THE TASK =
Copy out the data exactly as it appears, without a single image.

MATERIAL TO PROCESS =
════════════════════
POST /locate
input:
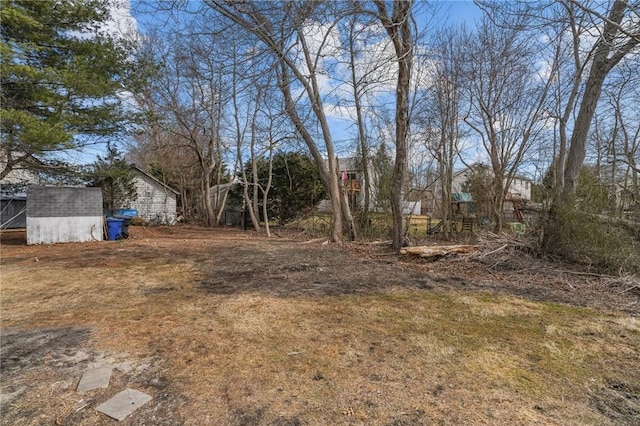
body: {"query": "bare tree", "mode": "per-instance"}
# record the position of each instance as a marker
(185, 100)
(399, 25)
(283, 28)
(506, 97)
════════════════════
YOUR SOLUTION =
POST /locate
input:
body: {"query": "bare tree", "mode": "per-instance"}
# record the position of each instance as a marker
(185, 100)
(399, 25)
(283, 28)
(506, 97)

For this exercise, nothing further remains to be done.